### Problem description
Show each line of the listing below that contains the string "positive". Case matters.

(Records from a dataset)

════════════════

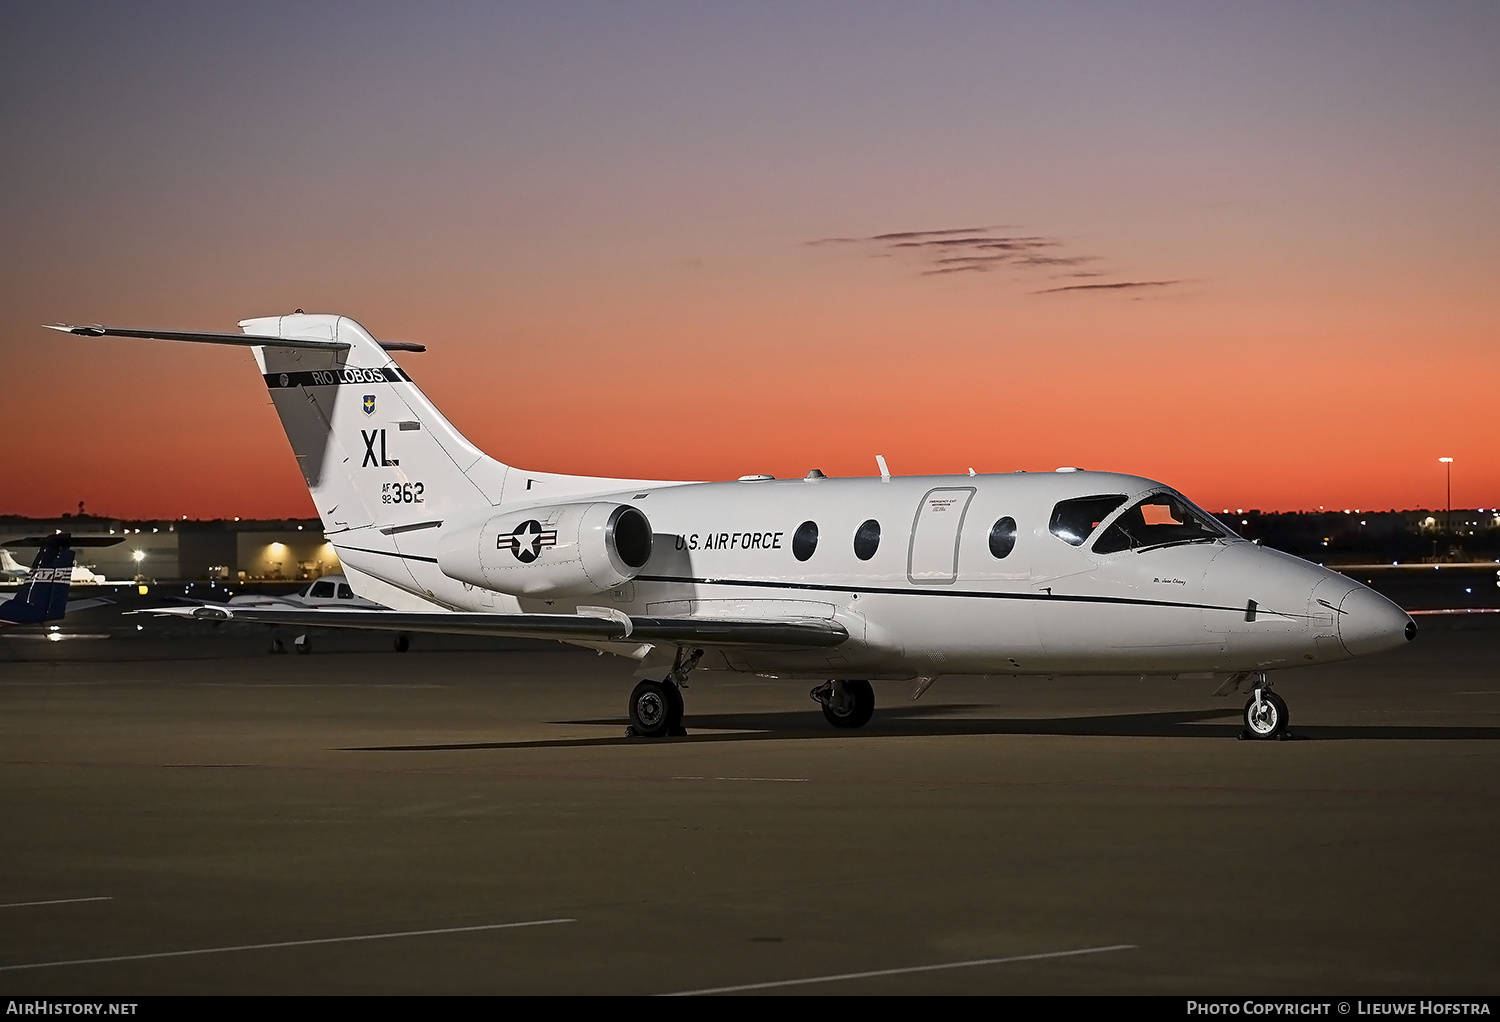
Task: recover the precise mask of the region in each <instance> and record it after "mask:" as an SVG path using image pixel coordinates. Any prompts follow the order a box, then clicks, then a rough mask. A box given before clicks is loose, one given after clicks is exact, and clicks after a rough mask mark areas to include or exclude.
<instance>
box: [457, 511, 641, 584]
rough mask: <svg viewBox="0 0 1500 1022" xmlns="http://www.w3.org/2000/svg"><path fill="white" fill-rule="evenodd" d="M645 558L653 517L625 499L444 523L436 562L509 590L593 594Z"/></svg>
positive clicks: (530, 511)
mask: <svg viewBox="0 0 1500 1022" xmlns="http://www.w3.org/2000/svg"><path fill="white" fill-rule="evenodd" d="M648 560H651V522H649V521H646V516H645V515H642V513H640V510H639V509H636V507H631V506H630V504H612V503H582V504H552V506H547V507H528V509H525V510H516V512H507V513H504V515H495V516H493V518H489V519H486V521H484V522H478V524H471V525H463V527H459V528H453V530H449V531H447V533H444V536H443V542H441V543H440V545H438V567H440V569H441V570H443V573H444V575H447V576H449V578H456V579H459V581H460V582H468V584H469V585H478V587H483V588H487V590H495V591H496V593H508V594H510V596H528V597H531V599H541V600H550V599H555V597H565V596H591V594H594V593H603V591H604V590H607V588H610V587H615V585H619V584H621V582H628V581H630V579H633V578H634V576H636V573H637V572H639V570H640V569H642V567H645V564H646V561H648Z"/></svg>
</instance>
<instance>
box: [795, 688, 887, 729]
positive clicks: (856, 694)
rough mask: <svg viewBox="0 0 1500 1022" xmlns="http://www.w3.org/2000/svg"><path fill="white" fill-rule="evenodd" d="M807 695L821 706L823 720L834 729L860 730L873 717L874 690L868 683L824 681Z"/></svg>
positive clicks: (865, 724) (873, 712)
mask: <svg viewBox="0 0 1500 1022" xmlns="http://www.w3.org/2000/svg"><path fill="white" fill-rule="evenodd" d="M808 695H810V696H813V699H816V701H817V702H820V704H822V707H823V719H825V720H826V722H828V723H831V725H834V726H835V728H862V726H864V725H867V723H870V717H873V716H874V689H873V687H870V683H868V681H825V683H823V684H820V686H817V687H816V689H813V690H811V692H810V693H808Z"/></svg>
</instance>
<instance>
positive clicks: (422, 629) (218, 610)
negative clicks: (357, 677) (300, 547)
mask: <svg viewBox="0 0 1500 1022" xmlns="http://www.w3.org/2000/svg"><path fill="white" fill-rule="evenodd" d="M139 612H142V614H154V615H159V617H187V618H195V620H199V621H251V623H257V624H284V626H297V627H323V629H359V630H368V632H414V633H425V635H487V636H496V638H514V639H559V641H567V639H585V641H591V642H624V641H630V642H673V644H678V645H706V647H715V648H720V647H732V648H808V647H811V648H825V647H834V645H838V644H841V642H844V641H846V639H847V638H849V632H846V630H844V627H843V626H841V624H838V623H837V621H829V620H823V618H783V620H747V618H739V620H736V618H702V617H699V618H691V617H630V618H628V624H627V623H625V620H613V618H601V617H585V615H570V614H407V612H402V611H314V609H281V608H243V609H242V608H239V606H234V608H231V606H223V605H205V606H171V608H157V609H151V611H139ZM621 618H625V615H624V614H621Z"/></svg>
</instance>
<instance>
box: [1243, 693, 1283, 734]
mask: <svg viewBox="0 0 1500 1022" xmlns="http://www.w3.org/2000/svg"><path fill="white" fill-rule="evenodd" d="M1289 723H1292V714H1290V713H1289V711H1287V702H1286V699H1283V698H1281V696H1280V695H1277V693H1275V692H1272V690H1271V686H1257V687H1256V692H1254V693H1253V695H1251V696H1250V701H1248V702H1245V731H1244V732H1242V734H1241V737H1242V738H1256V740H1260V741H1266V740H1271V738H1289V737H1290V734H1289V732H1287V725H1289Z"/></svg>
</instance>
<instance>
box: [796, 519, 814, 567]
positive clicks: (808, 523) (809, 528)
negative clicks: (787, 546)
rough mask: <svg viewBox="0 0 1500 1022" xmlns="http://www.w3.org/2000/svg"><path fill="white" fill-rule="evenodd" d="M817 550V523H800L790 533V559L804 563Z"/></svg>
mask: <svg viewBox="0 0 1500 1022" xmlns="http://www.w3.org/2000/svg"><path fill="white" fill-rule="evenodd" d="M814 549H817V522H802V524H801V525H798V527H796V531H795V533H792V557H795V558H796V560H799V561H805V560H807V558H808V557H811V555H813V551H814Z"/></svg>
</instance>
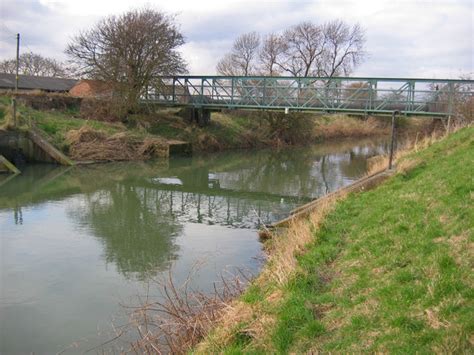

════════════════

### Completed task
positive clicks: (530, 511)
positive clicks: (856, 694)
positive clicks: (865, 724) (873, 712)
positive clicks: (422, 629) (218, 610)
positive clicks: (808, 523) (809, 528)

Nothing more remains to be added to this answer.